◆ Texto fornecido:

=====

A importância dos trabalhos de formiga contra preconceitos
Combate a discriminações estruturais conjuga batalhas miúdas, como as da jogadora Formiga, com a força do ativismo digital, assim como as de LeBron James
Ele nasceu preto e pobre. Cresceu num país convulsionado pelo racismo, contra o qual se tornaria uma voz eloquente amplificada nas redes digitais. Favorecido pelas condições educacional e biológica, fez história e fortuna. Venceu também a timidez para virar expoente de um esporte popular nas esquinas, nas escolas, na mídia.
Prestes a completar 37 anos, LeBron James acumula recordes, conquistas, fãs e muita grana. O tetracampeão da NBA e bicampeão olímpico (Pequim 2008 e Londres 2012) soma 117 milhões de interações online. Impulsionam os US$ 600 milhões faturados pelo astro do basquete fora das quadras. Sua jogada mais preciosa é converter tudo isso em ressonância do combate contra preconceitos estruturais.
A militância envolve desde o apoio a movimentos como Black Lives Matter (Vidas Negras Importam) até broncas prosaicas. A mais recente culminou na retirada de um casal do ginásio em que duelavam o anfitrião Pacers e o Lakers de LeBron. Ofensas ao filho do jogador teriam causado a expulsão da dupla de torcedores à beira da quadra.
O caso acabou ofuscado pela acirrada vitória dos Lakers, na prorrogação: 124 a 119, com 39 pontos do craque. Descontados os excessos, o episódio reforça a necessária conscientização da diferença entre o sagrado direito de torcer, extravasar emoções numa catarse tribal, e sua inaceitável conversão em licença para ofender, discriminar, agredir. Aprendizado nada fácil.
Ela nasceu preta e pobre. Cresceu num país racista, machista, homofóbico. Venceu discriminações e precariedades materiais até tornar-se expoente do esporte mais popular. Não dispôs de estrutura escolar para ajudá-la a florescer o talento.
Superou a marcação de irmãos e vizinhos incomodados com a insistência da garotinha em se intrometer no domínio masculino. Um aperitivo das retrancas que sofreria desde as pelejas na terra da periferia de Salvador até o sucesso com a Canarinho.

=====

◆ Itens exibidos:

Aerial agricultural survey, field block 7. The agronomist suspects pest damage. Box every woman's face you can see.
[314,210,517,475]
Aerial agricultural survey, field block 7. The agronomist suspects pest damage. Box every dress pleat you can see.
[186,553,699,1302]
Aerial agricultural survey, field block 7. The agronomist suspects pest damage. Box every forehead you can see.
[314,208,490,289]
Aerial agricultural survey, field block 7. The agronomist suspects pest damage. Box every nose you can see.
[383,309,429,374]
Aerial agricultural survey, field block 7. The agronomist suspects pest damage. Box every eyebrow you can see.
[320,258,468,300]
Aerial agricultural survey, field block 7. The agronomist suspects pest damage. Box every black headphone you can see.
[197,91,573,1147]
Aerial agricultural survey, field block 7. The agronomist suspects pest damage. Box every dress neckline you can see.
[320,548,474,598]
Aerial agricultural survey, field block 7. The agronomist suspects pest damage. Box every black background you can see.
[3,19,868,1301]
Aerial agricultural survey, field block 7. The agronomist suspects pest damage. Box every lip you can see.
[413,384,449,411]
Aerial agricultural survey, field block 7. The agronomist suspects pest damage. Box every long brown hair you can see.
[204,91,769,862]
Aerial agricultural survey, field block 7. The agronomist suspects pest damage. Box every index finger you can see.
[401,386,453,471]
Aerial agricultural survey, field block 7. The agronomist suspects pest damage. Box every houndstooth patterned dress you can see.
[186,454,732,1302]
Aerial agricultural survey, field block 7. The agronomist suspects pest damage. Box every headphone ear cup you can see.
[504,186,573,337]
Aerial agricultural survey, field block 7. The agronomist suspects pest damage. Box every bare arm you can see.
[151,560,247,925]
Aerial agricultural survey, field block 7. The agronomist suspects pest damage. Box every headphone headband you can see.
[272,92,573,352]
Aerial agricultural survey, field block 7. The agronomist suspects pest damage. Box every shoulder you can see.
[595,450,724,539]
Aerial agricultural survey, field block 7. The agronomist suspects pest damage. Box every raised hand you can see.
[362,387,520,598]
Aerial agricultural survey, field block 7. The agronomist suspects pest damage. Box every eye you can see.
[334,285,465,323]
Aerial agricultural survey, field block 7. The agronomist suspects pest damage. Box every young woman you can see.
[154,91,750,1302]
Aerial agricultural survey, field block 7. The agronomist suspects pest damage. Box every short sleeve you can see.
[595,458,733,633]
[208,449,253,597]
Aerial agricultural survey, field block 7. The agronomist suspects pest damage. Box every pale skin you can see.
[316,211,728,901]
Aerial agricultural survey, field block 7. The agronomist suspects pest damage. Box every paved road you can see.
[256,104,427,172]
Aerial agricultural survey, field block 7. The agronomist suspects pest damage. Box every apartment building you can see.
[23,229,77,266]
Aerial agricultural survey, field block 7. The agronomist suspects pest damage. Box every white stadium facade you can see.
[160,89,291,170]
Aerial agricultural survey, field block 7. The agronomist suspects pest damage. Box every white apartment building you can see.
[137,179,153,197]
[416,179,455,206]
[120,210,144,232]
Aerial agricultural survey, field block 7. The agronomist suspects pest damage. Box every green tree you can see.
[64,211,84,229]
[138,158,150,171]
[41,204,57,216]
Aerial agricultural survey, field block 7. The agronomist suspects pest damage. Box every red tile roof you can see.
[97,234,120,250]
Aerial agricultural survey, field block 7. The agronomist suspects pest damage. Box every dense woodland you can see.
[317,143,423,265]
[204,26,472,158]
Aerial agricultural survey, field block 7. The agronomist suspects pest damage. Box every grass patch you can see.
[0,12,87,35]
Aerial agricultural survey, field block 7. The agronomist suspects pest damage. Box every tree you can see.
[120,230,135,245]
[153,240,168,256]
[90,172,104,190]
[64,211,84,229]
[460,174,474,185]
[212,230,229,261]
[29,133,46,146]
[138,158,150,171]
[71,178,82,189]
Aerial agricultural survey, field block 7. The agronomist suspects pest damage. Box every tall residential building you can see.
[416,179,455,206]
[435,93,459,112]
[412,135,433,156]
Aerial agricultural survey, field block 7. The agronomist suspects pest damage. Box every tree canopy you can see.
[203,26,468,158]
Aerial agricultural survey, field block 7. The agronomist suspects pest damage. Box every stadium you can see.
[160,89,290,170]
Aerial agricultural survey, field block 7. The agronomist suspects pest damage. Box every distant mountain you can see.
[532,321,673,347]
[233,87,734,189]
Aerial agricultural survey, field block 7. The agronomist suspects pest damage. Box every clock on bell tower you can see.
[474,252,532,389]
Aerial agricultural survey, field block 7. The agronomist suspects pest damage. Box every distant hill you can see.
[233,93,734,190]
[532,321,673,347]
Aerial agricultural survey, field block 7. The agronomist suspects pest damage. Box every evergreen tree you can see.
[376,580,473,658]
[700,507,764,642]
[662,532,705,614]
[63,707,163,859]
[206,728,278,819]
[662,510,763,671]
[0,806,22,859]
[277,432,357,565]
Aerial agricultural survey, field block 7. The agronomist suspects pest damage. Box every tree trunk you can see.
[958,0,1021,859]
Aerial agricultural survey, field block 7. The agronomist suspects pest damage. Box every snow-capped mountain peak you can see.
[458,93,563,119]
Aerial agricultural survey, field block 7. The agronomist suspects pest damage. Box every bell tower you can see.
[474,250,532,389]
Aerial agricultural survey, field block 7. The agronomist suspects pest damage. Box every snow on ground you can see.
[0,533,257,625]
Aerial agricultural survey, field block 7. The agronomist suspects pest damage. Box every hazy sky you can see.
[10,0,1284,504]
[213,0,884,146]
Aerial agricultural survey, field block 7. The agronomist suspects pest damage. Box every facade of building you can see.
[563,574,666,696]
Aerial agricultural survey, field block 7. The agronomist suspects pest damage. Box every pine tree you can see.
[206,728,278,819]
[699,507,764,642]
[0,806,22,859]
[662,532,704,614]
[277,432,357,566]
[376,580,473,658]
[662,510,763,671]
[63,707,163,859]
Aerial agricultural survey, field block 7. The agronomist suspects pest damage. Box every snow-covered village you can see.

=====

Prossiga com o texto sobre o combate aos preconceitos no esporte a partir da última frase apresentada. Os itens não têm nenhuma relação com o texto.

◆ Resposta:
Vestida de persistência, Formiga fez história. Fosse conterrânea de LeBron, também teria encontrado fortuna, visibilidade e prestígio proporcionais aos feitos esportivos.
Aos 46 anos, é a única alma viva a ter disputado sete Copas e sete Olimpíadas. Ninguém suou tantas vezes e por tanto tempo a seleção. Estreou adolescente, aos 16, como Pelé. Colecionou 237 jogos, mais que o dobro em relação ao Rei. Faturou duas medalhas olímpicas (2004 e 2008), o vice mundial em 2007, três títulos pan-americanos.
Despediu-se nos 6 a 1 sobre a Índia, quarta passada, em Manaus. Das homenagens, sobressaíram as simbólicas flores recebidas de Marta, o coro da torcida e, claro, a inédita corujice da mãe na arquibancada. Enfim Celeste via de perto a filha Miraildes Mota em ação.
O jeito simples e discreto engana. Camufla um protagonismo feito não de gols e dribles geniais, como os de Marta, mas de fibra, eficiência comezinha, regularidade. Então a incansável Miraildes logo virou Formiga. É uma tranquilidade jogar ao lado dela, repetiam colegas de sucessivas gerações.
O estilo manifesta-se noutra semelhança com LeBron: ativismo social. Sem os holofotes e a eloquência midiática do americano, a filha de Celeste tonifica pequenas grandes batalhas contra o racismo, o machismo, o desdém ao futebol feminino, segregações naturalizadas no Brasil da desigualdade visceral. Trabalho de formiga.
O temperamento e o peso socioeconômico, fora nosso estágio civilizatório, não lhe concederam expulsar um racista atormentando os ouvidos e a dignidade. Nem por isso deixou barato os gritos de “macaca” enfileirados da várzea a estádios europeus. Combateu-os com equilíbrio, abnegação e paciência à altura do nome.
Batalhas assim são vencidas pouco a pouco. Dependem menos dos amplificadores online, frequentemente distorcidos e surdos, do que de minúsculos milagres esculpidos na empatia, na perseverança, na educação. Milagres cotidianos, imperceptíveis, como a mãe que embala, contra o destino da pobreza e do machismo, o sonho da menina em bater um bolão.
O desafio dessas revoluções miúdas evidencia-se, por exemplo, no pano quente sobre as ofensas racistas proferidas por dirigente do Brusque contra o meia Celsinho, do Londrina, quando os times se confrontaram em agosto, pela Série B. O Superior Tribunal de Justiça Desportiva retirou, mês passado, a pena de três pontos aplicada inicialmente ao clube catarinense.
Dos sete auditores no julgamento, só dois discordaram de que bastariam perda do mando de campo e multa de R$ 60 mil. O retrocesso é emblemático. Indica a importância e o chão a percorrer dos trabalhos de formiga contra preconceitos sistêmicos.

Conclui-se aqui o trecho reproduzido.